◆ Study text
= Beginning of Section =

Strategies for Managing Acute Dental Pain

Oral health professionals should consider the following regimens, including nonsteroidal anti-inflammatory drugs, for treating postoperative discomfort

According to the most recent statistics, more than 52,000 Americans died from drug overdoses in 2015, the most ever; of these, 33,091 cases (63.1%) involved opioids.1 In August 2016, the U.S. Surgeon General Vivek H. Murthy, MD, MBA, sent a letter to all health care providers regarding America’s opioid epidemic. He asked clinicians to take a pledge to build a national movement designed to accomplish three goals. First, educate providers to treat pain safely and effectively. Second, screen patients for opioid use disorder, and provide or connect them with evidence-based treatment. Third, shape how the rest of the country sees addiction by talking about and treating it as a chronic illness, not a moral failing.

= End of Section =

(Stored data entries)
= Beginning of Section =

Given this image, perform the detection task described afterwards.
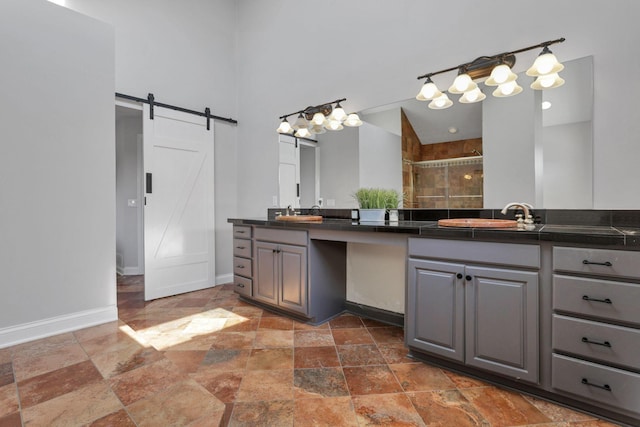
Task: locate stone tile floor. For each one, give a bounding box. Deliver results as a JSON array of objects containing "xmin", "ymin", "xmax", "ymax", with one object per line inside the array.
[{"xmin": 0, "ymin": 276, "xmax": 614, "ymax": 427}]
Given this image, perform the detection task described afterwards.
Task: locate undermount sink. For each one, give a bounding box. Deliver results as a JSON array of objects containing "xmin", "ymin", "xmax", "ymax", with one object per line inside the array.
[
  {"xmin": 438, "ymin": 218, "xmax": 518, "ymax": 228},
  {"xmin": 276, "ymin": 215, "xmax": 322, "ymax": 222}
]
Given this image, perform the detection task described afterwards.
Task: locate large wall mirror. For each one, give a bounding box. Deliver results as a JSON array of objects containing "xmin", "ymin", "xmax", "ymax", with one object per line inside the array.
[{"xmin": 302, "ymin": 56, "xmax": 593, "ymax": 209}]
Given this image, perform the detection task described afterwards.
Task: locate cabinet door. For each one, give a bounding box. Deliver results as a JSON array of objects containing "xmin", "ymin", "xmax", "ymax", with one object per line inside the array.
[
  {"xmin": 278, "ymin": 245, "xmax": 308, "ymax": 315},
  {"xmin": 406, "ymin": 259, "xmax": 464, "ymax": 362},
  {"xmin": 253, "ymin": 240, "xmax": 278, "ymax": 304},
  {"xmin": 465, "ymin": 266, "xmax": 538, "ymax": 383}
]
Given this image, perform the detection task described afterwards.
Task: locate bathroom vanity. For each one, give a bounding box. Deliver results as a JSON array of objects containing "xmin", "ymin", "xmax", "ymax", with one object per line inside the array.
[{"xmin": 229, "ymin": 210, "xmax": 640, "ymax": 425}]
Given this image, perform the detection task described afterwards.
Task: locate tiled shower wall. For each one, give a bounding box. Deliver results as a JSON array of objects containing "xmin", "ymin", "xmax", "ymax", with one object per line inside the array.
[{"xmin": 401, "ymin": 111, "xmax": 483, "ymax": 209}]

= End of Section =

◆ Questions to answer
(A) Reproduce the dental pain article word for word from "Oral health professionals" to "a moral failing.".
(B) Carry the dental pain article forward from its final sentence.

◆ Exercise results
(A)
Oral health professionals should consider the following regimens, including nonsteroidal anti-inflammatory drugs, for treating postoperative discomfort

According to the most recent statistics, more than 52,000 Americans died from drug overdoses in 2015, the most ever; of these, 33,091 cases (63.1%) involved opioids.1 In August 2016, the U.S. Surgeon General Vivek H. Murthy, MD, MBA, sent a letter to all health care providers regarding America’s opioid epidemic. He asked clinicians to take a pledge to build a national movement designed to accomplish three goals. First, educate providers to treat pain safely and effectively. Second, screen patients for opioid use disorder, and provide or connect them with evidence-based treatment. Third, shape how the rest of the country sees addiction by talking about and treating it as a chronic illness, not a moral failing.

(B)
One of the core qualities of a successful dental practice is appropriate pain management. But which drugs are best for treating acute dental pain? If clinicians were to ask, patients might expect a prescription-strength pain medication (usually an opioid) following any dental procedure that involves potentially significant postoperative pain. Because patient satisfaction is a primary concern for dentists, not prescribing an opioid pain medication could cause dissatisfaction among certain patients and lead to negative reviews or critical postings on social media sites. These unwarranted reports are in the public domain and can result in loss of referrals from other patients and practitioners.2

Clinicians should acknowledge, however, that although patients may assume they will receive an opioid pain medication following surgery, some might welcome the suggestion of alternative medications. A simple conversation may lead to a mutual decision to try a nonopioid pain management regimen first. The “take a prescription and fill it only if you need it” strategy is a viable approach in managing acute postoperative pain, especially now that almost all opioid-containing analgesics are classified as Schedule II drugs by the U.S. Drug Enforcement Administration. The patient is required to provide the pharmacy with a written or electronic prescription so these Schedule II medications can no longer be called in (except under specific conditions). Refills for Schedule II prescription medications are also prohibited.

It is disconcerting that the United States consumes 99% of the world’s hydrocodone/acetaminophen combinations.3 Many patients’ first experience with an opioid may coincide with a dental procedure, such as the extraction of wisdom teeth. It is estimated that almost two-thirds of 14- to 17-year-olds receive opioid prescriptions from dentists following third-molar extractions.4 It is common for clinicians to prescribe three to 10 days of postoperative opioid pain medications following dental surgeries. Surprisingly, there are no references or research on the effectiveness of hydrocodone as a pain medication (Table 1).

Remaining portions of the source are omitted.